Available data:

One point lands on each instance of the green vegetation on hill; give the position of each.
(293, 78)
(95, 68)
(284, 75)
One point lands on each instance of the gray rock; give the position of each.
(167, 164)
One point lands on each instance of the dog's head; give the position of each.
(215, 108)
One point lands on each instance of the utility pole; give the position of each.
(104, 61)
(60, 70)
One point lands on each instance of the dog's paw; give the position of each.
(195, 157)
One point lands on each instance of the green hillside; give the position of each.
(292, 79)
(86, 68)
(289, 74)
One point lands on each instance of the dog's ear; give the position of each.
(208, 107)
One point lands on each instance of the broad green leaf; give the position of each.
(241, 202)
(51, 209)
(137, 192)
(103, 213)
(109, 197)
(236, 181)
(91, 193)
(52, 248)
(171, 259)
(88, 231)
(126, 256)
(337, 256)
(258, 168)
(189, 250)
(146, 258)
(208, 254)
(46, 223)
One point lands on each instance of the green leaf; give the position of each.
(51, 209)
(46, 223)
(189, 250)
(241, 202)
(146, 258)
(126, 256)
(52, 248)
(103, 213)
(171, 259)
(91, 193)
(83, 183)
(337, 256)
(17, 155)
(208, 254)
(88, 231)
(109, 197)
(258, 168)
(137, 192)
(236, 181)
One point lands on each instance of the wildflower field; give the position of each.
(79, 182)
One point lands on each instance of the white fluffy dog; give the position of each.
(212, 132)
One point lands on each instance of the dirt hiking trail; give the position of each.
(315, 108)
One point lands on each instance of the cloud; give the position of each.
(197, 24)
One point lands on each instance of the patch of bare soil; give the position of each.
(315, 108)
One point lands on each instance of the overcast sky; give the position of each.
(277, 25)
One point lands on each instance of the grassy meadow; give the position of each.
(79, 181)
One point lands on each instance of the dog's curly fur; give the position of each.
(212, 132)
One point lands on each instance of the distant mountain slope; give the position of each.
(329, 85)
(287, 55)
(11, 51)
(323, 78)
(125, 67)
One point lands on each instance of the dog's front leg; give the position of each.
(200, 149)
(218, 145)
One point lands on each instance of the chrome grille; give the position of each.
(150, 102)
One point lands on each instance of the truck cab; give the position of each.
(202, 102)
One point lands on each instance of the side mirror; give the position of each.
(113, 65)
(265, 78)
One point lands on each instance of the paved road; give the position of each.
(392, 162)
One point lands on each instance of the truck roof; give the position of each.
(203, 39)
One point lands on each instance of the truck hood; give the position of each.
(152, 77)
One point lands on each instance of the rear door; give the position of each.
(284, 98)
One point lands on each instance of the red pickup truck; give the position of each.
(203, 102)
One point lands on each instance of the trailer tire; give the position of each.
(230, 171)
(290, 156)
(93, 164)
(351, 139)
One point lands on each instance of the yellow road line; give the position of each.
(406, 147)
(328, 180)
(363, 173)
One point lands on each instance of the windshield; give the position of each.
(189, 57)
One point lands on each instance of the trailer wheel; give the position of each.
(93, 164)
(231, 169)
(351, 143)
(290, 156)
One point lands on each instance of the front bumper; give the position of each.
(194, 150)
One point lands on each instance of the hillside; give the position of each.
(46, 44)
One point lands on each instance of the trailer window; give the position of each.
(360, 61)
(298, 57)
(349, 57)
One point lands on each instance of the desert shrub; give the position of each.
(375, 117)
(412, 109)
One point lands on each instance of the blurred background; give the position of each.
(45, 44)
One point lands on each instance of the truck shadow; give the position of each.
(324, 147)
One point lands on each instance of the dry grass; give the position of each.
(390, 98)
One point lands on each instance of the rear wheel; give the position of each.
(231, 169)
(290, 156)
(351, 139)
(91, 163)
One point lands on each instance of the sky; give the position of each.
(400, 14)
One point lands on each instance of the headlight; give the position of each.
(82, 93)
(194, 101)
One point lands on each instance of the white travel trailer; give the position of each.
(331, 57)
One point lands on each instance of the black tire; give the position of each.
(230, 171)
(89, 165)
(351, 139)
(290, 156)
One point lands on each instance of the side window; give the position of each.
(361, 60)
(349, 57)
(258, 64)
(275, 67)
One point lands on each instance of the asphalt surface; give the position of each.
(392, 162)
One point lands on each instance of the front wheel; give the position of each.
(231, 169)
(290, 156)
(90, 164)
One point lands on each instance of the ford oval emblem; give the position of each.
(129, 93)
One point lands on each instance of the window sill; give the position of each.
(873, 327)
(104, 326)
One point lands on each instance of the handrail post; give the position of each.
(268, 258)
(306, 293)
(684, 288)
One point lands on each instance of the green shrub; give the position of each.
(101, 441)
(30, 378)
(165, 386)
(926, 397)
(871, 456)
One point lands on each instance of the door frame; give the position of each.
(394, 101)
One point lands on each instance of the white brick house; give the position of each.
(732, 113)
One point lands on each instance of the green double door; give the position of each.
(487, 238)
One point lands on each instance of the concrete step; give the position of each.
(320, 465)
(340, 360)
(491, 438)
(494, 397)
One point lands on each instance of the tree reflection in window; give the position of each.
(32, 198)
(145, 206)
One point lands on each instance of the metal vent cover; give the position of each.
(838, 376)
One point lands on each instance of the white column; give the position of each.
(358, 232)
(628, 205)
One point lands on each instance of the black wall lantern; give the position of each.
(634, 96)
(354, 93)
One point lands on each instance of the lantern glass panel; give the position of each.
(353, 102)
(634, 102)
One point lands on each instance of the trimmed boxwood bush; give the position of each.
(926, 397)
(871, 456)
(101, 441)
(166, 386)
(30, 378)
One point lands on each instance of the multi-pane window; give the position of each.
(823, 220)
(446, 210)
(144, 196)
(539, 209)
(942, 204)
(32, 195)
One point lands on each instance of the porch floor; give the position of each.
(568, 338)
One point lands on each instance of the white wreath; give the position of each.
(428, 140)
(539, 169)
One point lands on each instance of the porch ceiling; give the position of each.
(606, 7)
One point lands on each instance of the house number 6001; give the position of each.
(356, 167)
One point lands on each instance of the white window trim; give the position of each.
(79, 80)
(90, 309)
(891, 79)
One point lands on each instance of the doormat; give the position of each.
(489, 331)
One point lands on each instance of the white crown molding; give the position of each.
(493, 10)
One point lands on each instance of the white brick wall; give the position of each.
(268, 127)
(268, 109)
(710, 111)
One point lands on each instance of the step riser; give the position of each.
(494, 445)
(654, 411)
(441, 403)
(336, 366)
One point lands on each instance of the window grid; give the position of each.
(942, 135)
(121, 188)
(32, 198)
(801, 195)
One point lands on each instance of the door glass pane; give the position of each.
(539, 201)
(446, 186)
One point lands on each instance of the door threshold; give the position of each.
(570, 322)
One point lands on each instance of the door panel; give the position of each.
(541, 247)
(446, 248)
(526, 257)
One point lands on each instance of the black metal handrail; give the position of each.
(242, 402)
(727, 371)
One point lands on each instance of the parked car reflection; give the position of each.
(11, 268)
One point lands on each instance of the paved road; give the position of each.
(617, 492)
--
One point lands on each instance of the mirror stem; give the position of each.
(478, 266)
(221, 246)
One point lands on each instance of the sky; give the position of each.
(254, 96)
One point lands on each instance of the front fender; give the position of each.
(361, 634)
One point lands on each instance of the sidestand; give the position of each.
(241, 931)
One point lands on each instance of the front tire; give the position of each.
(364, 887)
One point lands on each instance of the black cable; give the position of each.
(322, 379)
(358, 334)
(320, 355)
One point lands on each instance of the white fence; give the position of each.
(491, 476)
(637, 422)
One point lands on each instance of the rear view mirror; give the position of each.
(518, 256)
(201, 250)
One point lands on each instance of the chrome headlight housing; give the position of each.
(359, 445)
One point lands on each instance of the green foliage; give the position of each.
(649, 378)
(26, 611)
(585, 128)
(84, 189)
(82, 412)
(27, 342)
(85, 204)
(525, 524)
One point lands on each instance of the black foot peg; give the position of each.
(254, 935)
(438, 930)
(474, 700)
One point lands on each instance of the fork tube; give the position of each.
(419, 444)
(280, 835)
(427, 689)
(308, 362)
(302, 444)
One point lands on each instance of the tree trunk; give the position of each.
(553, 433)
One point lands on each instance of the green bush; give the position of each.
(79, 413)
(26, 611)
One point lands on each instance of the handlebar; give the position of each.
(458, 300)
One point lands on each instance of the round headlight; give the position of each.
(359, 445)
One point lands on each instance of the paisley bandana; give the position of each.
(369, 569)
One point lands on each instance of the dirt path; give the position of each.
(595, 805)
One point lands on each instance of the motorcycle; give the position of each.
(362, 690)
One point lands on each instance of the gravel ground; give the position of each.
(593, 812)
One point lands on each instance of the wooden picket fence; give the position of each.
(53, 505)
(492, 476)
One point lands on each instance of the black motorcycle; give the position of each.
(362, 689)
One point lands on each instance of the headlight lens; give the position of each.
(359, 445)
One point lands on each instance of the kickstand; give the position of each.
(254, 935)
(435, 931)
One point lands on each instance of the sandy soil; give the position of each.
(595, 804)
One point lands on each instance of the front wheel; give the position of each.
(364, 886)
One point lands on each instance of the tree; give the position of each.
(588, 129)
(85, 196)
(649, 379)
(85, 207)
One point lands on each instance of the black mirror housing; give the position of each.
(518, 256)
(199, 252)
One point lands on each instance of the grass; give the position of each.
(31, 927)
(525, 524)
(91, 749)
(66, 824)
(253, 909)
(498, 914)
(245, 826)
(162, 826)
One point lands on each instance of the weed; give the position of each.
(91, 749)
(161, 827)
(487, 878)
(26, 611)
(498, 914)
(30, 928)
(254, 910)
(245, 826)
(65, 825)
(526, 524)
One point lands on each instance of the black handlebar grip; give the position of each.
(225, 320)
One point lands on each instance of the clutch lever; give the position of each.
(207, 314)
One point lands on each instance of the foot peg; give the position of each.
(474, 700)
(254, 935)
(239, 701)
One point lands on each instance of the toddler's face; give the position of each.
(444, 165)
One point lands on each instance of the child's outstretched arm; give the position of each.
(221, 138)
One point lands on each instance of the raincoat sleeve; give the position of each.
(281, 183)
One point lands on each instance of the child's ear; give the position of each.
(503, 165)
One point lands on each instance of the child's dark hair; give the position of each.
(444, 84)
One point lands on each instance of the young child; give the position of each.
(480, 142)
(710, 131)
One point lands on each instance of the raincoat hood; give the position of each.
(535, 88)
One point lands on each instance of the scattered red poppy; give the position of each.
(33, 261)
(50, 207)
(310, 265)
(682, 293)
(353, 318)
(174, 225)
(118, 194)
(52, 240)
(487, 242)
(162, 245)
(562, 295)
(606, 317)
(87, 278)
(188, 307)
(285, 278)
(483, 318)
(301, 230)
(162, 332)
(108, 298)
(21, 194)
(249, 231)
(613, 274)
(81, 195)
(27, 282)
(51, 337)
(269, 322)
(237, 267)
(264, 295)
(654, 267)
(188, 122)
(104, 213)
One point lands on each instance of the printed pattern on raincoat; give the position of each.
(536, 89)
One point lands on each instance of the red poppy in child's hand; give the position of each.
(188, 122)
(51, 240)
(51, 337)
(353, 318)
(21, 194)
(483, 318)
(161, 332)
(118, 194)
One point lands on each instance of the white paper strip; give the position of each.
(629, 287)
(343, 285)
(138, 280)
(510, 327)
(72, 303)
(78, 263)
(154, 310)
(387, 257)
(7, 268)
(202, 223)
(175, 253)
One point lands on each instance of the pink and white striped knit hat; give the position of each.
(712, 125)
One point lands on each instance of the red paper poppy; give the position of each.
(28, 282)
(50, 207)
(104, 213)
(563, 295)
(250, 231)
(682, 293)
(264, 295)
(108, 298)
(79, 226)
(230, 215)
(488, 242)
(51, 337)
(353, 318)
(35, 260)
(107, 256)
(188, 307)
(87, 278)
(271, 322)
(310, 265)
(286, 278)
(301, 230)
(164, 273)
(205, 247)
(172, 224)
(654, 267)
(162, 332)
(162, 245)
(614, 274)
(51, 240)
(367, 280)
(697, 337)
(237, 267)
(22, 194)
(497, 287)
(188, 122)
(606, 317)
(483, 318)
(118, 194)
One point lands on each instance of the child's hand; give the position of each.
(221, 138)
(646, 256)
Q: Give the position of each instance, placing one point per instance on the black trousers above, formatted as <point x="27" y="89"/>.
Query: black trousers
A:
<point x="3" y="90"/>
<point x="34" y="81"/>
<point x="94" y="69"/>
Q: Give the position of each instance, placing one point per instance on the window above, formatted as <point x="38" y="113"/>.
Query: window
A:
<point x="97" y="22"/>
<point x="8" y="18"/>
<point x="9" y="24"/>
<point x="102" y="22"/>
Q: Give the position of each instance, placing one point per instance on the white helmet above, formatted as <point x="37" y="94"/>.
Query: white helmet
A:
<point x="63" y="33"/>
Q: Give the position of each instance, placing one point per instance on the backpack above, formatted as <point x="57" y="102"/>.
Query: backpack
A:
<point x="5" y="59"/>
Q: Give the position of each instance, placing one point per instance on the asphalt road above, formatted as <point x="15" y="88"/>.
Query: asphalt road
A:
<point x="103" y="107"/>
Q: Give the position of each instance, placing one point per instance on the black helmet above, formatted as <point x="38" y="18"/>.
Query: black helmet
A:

What to work on:
Pull every line that holds the string "trousers" out of the records.

Result for this exercise:
Q: Give the position of each instance, placing one point per instance on the black trousers above, formatted as <point x="27" y="89"/>.
Query: black trousers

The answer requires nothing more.